Exercise task:
Repeat the material exactly, leaving nothing out.

Pointing dataset records:
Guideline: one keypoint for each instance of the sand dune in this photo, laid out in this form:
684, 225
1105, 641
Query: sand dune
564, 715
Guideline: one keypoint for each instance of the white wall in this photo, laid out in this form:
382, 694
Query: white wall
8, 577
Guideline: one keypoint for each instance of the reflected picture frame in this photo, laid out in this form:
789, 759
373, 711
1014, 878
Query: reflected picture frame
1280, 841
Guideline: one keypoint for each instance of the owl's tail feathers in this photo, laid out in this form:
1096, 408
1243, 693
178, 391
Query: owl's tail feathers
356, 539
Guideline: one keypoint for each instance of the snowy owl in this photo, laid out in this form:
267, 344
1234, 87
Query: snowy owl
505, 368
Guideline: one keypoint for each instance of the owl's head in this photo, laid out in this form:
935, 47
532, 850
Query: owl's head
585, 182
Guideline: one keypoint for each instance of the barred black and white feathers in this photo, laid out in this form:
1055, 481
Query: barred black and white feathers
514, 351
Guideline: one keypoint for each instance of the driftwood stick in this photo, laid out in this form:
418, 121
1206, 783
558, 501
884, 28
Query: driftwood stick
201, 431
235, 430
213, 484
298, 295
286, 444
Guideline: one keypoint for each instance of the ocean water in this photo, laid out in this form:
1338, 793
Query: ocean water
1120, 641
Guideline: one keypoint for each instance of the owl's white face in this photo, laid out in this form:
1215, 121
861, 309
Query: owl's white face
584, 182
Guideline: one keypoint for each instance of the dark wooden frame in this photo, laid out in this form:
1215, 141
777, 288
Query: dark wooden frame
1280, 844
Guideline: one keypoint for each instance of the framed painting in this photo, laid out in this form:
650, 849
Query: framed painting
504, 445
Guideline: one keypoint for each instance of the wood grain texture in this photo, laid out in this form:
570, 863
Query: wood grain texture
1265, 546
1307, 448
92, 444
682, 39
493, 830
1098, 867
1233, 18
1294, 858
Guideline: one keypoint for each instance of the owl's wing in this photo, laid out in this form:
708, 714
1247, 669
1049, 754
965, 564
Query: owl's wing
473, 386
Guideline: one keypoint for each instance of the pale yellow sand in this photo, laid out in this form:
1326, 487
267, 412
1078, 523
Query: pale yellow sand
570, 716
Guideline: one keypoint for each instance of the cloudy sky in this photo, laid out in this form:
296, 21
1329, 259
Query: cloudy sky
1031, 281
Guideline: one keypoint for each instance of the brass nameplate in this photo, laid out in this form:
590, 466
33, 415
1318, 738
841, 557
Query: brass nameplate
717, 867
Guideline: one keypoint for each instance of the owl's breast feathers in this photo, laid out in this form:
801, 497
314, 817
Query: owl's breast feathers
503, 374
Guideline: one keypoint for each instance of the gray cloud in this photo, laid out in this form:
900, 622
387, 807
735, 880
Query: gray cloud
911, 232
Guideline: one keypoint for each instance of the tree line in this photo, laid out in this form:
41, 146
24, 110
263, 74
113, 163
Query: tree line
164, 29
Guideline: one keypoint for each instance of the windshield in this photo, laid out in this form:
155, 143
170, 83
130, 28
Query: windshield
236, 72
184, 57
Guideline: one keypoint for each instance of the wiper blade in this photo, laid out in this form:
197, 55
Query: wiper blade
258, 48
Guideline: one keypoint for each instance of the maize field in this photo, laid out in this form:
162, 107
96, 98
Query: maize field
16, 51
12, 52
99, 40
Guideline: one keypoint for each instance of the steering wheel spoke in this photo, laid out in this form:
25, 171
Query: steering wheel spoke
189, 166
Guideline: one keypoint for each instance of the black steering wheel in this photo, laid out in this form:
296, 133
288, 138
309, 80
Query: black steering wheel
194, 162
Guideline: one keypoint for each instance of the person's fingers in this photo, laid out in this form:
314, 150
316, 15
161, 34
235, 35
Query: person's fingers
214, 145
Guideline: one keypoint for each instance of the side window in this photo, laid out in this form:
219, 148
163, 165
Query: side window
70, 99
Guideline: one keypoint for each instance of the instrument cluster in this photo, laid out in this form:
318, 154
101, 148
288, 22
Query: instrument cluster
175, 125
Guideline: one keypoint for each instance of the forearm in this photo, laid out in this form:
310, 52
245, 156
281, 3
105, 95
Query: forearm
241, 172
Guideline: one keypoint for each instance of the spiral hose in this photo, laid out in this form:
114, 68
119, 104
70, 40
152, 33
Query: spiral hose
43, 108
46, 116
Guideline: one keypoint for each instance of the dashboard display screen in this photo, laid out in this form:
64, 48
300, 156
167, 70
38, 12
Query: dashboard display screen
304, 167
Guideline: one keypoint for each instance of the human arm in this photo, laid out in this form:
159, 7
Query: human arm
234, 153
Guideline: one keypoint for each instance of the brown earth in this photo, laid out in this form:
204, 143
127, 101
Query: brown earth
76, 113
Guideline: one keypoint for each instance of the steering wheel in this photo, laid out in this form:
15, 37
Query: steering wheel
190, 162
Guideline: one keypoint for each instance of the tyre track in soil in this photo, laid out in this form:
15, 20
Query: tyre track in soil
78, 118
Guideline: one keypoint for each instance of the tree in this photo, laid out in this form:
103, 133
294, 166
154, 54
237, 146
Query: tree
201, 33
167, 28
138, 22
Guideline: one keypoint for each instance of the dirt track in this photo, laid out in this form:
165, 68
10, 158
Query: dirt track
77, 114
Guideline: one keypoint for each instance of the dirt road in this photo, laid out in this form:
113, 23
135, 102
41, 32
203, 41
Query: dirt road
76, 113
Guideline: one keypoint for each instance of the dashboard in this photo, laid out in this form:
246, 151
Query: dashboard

Exercise answer:
Guideline: one keypoint for each instance of the sand dune in this photo, laid out in this form:
684, 225
1105, 641
Query: sand dune
564, 715
Guideline: one keypoint for each instance of the white wall in this photo, laid out in this form:
382, 694
Query: white wall
8, 577
Guideline: one keypoint for each instance of the reflected picture frame in this photo, laid out in this form:
789, 759
373, 711
1014, 878
Query: reflected picture frame
1280, 841
Guideline: one keypoint for each instance of the owl's tail feathers in this photo, laid out in this form:
1096, 408
1243, 693
178, 391
Query: owl's tail feathers
356, 539
Guideline: one keypoint for each instance of the snowy owl in this photo, laid out in this form:
267, 344
1234, 87
Query: snowy owl
505, 368
Guideline: one keypoint for each instance of the owl's head in this photo, laid out in this form:
935, 47
532, 850
Query: owl's head
585, 182
Guideline: one keypoint for each instance of the barred black and white feathers in this photo, laid out in this form:
1055, 481
Query: barred black and white feathers
514, 351
Guideline: one keypoint for each instance of the driftwood stick in this photo, laid out in this form:
418, 121
1206, 783
558, 501
884, 28
Query: driftwood stick
201, 431
235, 430
213, 484
298, 295
286, 444
Guideline: one keypoint for each instance of the ocean water in this photo, laid out in this form:
1338, 793
Query: ocean water
1120, 641
Guideline: one keypoint for each instance of the owl's white face in this photo, laid out in this form:
1215, 121
861, 309
Query: owl's white face
584, 182
Guideline: one keypoint for each instance of the dark wooden frame in this photo, laid out in this form:
1215, 141
777, 288
Query: dark wooden frame
1280, 844
Guideline: one keypoint for each instance of the framed painting in this photo, laid out in this form:
650, 849
Query: framed painting
504, 445
Guideline: one keypoint for each instance of the wood grain texture in this photo, laid out in this form:
570, 863
Query: wood grain texture
1265, 546
1307, 448
92, 444
682, 39
493, 830
1098, 867
1233, 18
1294, 858
Guideline: one keypoint for each instance of the owl's wing in this photo, laid out in this form:
708, 714
1247, 669
1049, 754
965, 564
Query: owl's wing
473, 386
Guideline: one keypoint for each instance of the pale yellow sand in this photo, laid out in this form:
1326, 487
267, 412
1078, 523
Query: pale yellow sand
570, 716
Guideline: one keypoint for each instance of the cloudy sky in this photo, laid out in this form:
296, 21
1329, 259
Query: cloudy sky
1031, 281
Guideline: one keypoint for each instance of the brass nameplate in this photo, laid out in this form:
590, 466
33, 415
1318, 738
841, 557
Query: brass nameplate
717, 867
Guideline: one keypoint for each instance of the owl's breast feathers in this photo, laid out in this form:
801, 497
314, 817
Query: owl's breast feathers
503, 374
Guideline: one keypoint for each instance of the gray cloud in this photo, laid out in this form:
900, 622
387, 807
735, 880
Query: gray cloud
911, 232
Guideline: one keypoint for each instance of the tree line in this photo, laid out in this form:
41, 146
24, 110
263, 74
113, 163
Query: tree line
164, 29
Guideline: one keypoint for each instance of the windshield in this photo, laid out in this form:
155, 143
170, 83
130, 28
Query: windshield
236, 72
184, 57
Guideline: one keypoint for each instance of the wiper blade in this photo, laid out in this form:
197, 55
Query: wiper blade
258, 48
Guideline: one keypoint for each instance of the maize field in this photo, laid out in this form:
162, 107
96, 98
Query: maize field
16, 51
12, 52
99, 40
Guideline: one keypoint for each instance of the steering wheel spoke in this photo, laid out in this form:
25, 171
Query: steering wheel spoke
189, 166
Guideline: one keypoint for each instance of the black steering wheel in this photo, laid out in this form:
296, 133
288, 138
309, 80
Query: black steering wheel
194, 162
Guideline: one keypoint for each instance of the person's fingers in this photo, laid out in this form:
314, 150
316, 15
161, 34
235, 35
Query: person's fingers
214, 145
Guideline: one keypoint for each instance of the side window in this photo, laid out in this form:
219, 148
163, 165
Query: side window
70, 99
Guideline: one keypoint for each instance of the instrument cluster in this photo, laid out in this form:
318, 154
101, 148
288, 22
Query: instrument cluster
175, 125
Guideline: one keypoint for each instance of the forearm in this photo, laid out in this form:
310, 52
245, 156
281, 3
105, 95
Query: forearm
241, 172
Guideline: one keypoint for each instance of the spiral hose in this photo, laid out in this form:
114, 68
119, 104
70, 40
152, 33
Query: spiral hose
43, 108
46, 116
Guideline: one keypoint for each instance of the dashboard display screen in this photo, laid out in this form:
64, 48
300, 156
167, 70
38, 12
Query: dashboard display screen
304, 167
Guideline: one keypoint for each instance of the human arm in this photo, laid out in this form:
159, 7
Query: human arm
234, 153
Guideline: one keypoint for each instance of the brown earth in this photo, laid out in this form:
204, 143
127, 101
Query: brown earth
76, 113
Guideline: one keypoint for each instance of the steering wheel in this photo, laid out in this form:
15, 37
Query: steering wheel
190, 162
Guideline: one keypoint for each instance of the tyre track in soil in this photo, laid out in this form:
15, 20
Query: tyre track in soil
78, 118
Guideline: one keypoint for each instance of the tree in this photo, laid out in this form:
103, 133
294, 166
154, 54
237, 146
Query: tree
201, 33
167, 28
138, 22
Guideline: one keypoint for each instance of the dirt track in this photo, laid out in this form:
165, 68
10, 158
Query: dirt track
77, 114
Guideline: one keypoint for each instance of the dirt road in this photo, laid out in this form:
113, 23
135, 102
41, 32
203, 41
Query: dirt road
76, 113
Guideline: one keypoint for each instance of the dashboard in this photo, laid out in this form:
246, 151
Query: dashboard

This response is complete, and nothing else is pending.